[start of EXTRACTED MATERIAL]

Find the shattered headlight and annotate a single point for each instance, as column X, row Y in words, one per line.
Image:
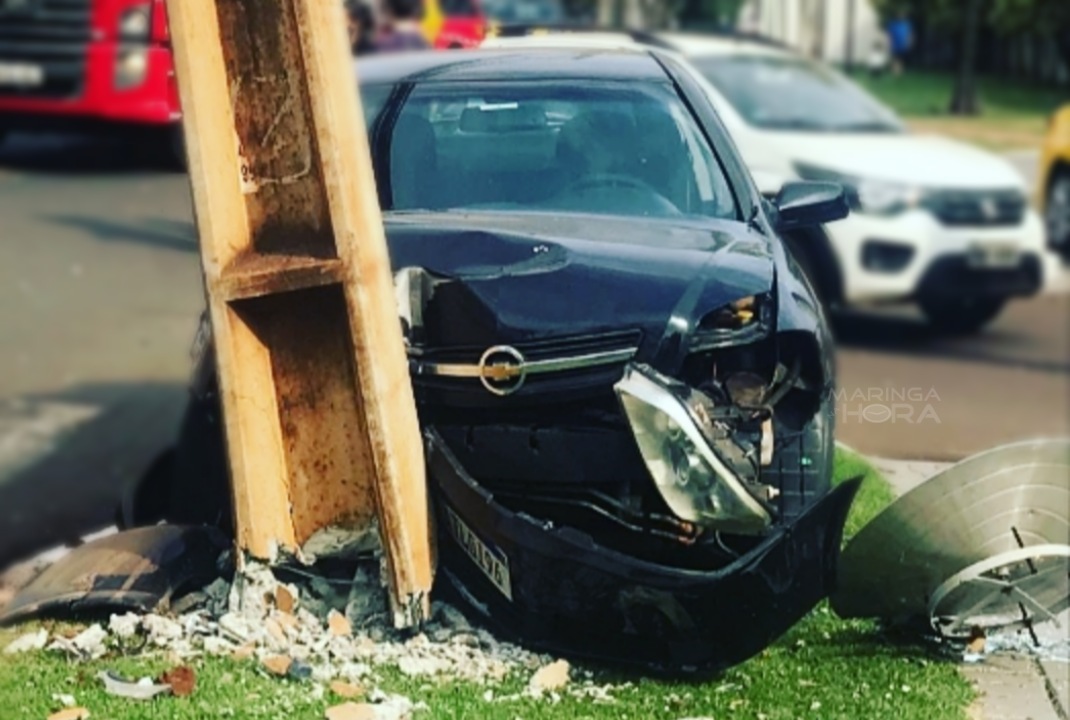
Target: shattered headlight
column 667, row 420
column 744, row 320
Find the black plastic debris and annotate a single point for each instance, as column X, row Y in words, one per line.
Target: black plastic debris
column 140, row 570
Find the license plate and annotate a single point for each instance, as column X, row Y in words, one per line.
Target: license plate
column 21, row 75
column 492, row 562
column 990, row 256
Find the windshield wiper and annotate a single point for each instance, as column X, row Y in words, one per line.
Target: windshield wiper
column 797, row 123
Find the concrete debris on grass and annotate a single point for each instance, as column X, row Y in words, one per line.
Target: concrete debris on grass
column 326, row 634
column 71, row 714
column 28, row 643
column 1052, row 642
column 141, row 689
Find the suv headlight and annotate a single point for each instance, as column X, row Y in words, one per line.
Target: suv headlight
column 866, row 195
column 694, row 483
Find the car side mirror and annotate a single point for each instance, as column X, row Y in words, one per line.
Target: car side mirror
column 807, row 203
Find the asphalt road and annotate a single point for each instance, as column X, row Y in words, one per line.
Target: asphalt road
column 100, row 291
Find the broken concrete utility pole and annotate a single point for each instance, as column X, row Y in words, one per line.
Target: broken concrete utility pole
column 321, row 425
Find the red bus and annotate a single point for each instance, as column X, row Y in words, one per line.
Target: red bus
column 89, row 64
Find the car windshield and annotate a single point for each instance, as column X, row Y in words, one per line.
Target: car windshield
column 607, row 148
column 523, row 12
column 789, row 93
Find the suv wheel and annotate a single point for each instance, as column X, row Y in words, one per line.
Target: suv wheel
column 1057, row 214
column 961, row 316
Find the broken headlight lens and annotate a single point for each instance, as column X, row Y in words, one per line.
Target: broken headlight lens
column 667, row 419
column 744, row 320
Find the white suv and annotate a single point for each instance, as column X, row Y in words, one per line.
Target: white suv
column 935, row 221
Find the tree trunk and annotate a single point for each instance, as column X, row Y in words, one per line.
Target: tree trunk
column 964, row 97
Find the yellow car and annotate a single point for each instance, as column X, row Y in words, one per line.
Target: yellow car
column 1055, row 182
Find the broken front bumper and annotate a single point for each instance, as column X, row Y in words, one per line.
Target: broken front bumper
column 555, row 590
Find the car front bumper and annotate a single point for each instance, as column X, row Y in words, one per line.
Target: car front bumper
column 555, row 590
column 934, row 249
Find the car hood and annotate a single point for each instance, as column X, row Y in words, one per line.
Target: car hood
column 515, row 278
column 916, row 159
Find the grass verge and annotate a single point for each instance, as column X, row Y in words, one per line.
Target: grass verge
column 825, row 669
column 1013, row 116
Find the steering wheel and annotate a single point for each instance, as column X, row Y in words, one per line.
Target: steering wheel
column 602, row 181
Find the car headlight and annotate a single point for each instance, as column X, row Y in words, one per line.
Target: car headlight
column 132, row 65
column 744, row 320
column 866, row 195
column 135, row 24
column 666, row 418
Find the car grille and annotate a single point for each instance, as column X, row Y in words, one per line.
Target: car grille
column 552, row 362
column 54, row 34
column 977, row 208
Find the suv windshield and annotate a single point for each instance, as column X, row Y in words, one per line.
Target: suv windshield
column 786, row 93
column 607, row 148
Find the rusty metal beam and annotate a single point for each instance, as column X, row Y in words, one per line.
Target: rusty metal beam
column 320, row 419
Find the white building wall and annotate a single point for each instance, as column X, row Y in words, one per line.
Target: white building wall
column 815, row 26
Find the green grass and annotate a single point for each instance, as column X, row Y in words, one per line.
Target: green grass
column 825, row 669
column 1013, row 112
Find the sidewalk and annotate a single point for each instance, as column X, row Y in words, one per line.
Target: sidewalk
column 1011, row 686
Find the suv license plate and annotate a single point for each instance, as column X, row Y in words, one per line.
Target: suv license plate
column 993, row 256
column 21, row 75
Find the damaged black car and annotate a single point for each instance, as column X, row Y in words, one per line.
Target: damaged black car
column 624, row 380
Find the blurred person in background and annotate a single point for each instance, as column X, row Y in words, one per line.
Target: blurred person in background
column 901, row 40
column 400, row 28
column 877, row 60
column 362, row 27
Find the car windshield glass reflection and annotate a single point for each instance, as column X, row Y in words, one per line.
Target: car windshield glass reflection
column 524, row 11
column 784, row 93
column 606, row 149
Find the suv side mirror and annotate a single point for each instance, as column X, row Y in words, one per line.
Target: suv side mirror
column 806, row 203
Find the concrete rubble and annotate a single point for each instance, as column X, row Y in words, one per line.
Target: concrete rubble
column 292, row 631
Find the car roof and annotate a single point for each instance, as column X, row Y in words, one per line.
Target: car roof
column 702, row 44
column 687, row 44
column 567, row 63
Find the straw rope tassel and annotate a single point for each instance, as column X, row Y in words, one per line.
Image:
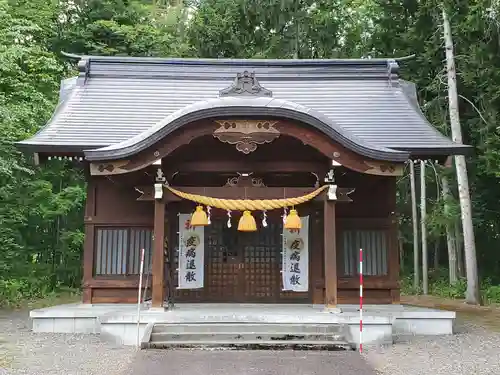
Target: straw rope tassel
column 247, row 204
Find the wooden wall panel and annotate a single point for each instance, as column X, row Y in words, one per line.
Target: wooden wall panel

[end of EXTRACTED MATERIAL]
[start of EXTRACTED MATERIAL]

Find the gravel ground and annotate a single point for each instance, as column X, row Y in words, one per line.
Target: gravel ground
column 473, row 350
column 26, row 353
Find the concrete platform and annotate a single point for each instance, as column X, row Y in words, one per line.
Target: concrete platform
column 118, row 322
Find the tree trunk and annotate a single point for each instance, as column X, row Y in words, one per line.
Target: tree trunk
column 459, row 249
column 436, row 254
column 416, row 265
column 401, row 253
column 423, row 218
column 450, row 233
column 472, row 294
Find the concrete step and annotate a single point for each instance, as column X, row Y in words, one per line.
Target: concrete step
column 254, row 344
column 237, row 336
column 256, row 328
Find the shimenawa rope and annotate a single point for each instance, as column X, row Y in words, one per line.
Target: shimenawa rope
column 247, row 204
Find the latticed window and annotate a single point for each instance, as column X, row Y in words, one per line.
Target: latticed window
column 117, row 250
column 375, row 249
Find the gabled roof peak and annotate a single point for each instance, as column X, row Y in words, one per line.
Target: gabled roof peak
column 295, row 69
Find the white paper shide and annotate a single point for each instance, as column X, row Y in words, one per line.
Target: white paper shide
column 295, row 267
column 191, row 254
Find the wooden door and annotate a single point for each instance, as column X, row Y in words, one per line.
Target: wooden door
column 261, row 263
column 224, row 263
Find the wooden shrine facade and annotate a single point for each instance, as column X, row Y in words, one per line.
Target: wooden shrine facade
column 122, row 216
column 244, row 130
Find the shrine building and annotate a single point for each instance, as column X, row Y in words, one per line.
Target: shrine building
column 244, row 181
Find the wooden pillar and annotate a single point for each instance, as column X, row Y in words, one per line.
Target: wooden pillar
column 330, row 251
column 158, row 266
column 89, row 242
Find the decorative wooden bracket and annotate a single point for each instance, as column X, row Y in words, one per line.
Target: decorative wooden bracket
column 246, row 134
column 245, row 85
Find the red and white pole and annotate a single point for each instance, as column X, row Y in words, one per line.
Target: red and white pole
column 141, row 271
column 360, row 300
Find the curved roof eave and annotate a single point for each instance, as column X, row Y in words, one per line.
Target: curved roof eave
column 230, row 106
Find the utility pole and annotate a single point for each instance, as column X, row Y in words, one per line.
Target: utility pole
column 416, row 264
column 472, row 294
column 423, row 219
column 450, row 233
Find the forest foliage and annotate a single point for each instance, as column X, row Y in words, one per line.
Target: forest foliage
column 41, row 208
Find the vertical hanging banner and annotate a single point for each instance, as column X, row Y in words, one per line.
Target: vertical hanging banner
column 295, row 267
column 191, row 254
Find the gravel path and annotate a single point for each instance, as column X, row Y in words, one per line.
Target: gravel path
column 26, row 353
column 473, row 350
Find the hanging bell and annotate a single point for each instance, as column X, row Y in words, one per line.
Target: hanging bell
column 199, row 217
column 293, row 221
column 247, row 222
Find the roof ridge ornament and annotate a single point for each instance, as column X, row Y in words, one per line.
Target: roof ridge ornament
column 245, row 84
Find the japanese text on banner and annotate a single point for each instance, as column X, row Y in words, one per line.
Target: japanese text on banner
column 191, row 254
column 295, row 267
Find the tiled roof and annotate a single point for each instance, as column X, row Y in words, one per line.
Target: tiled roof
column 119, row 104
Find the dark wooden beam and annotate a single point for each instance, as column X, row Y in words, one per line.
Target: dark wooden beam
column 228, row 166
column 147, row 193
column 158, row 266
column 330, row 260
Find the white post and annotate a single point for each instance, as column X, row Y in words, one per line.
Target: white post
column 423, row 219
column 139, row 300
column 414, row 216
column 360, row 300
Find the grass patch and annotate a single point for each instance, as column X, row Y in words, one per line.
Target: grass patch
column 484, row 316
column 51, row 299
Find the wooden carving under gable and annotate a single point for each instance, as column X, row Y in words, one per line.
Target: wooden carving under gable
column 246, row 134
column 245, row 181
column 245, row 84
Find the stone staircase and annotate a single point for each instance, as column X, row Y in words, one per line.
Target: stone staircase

[end of EXTRACTED MATERIAL]

Give the stretch of rows above from the line containing "Find the wooden door" through the line containing "column 41, row 208" as a two-column CSV with the headers text and answer. Use one CSV line per row, put each field in quotes, and turn any line breaks inside a field into spaces.

COMPLETED EXERCISE>
text,answer
"Find the wooden door and annotate a single point for each instance, as column X, row Y in words, one per line. Target: wooden door","column 261, row 263 column 224, row 263"
"Find the wooden shrine facade and annotate a single point for each instance, as column X, row Y in words, one per line. Target: wooden shrine facade","column 122, row 216 column 244, row 130"
"Find the shrine building and annotate a single point for each instance, as column X, row Y in words, one per line. Target: shrine building","column 244, row 181"
"Find the wooden pillar and annotate a single point for each instance, as column X, row Y in words, one per line. Target: wooden pillar","column 330, row 251 column 158, row 266 column 89, row 242"
"Find the decorative wooden bracket and annotate a single point for each instance, as column X, row Y in words, one per line. Target: decorative wooden bracket","column 246, row 134 column 245, row 85"
"Find the red and white pole and annotate a single point for each instance, as column X, row Y in words, one per line. Target: red and white pole","column 141, row 271 column 360, row 300"
"Find the curved roof eave and annotate a single point for each instance, as column X, row Y in words, one per line. Target: curved roof eave","column 230, row 106"
"Find the utility pole and annotate a single point for each instance, as column X, row Y in words, one per line. Target: utility pole","column 416, row 264 column 472, row 294 column 423, row 219 column 450, row 233"
"Find the forest foliage and annotate a single point for each instance, as column X, row Y in words, one per line. Target: forest foliage","column 41, row 208"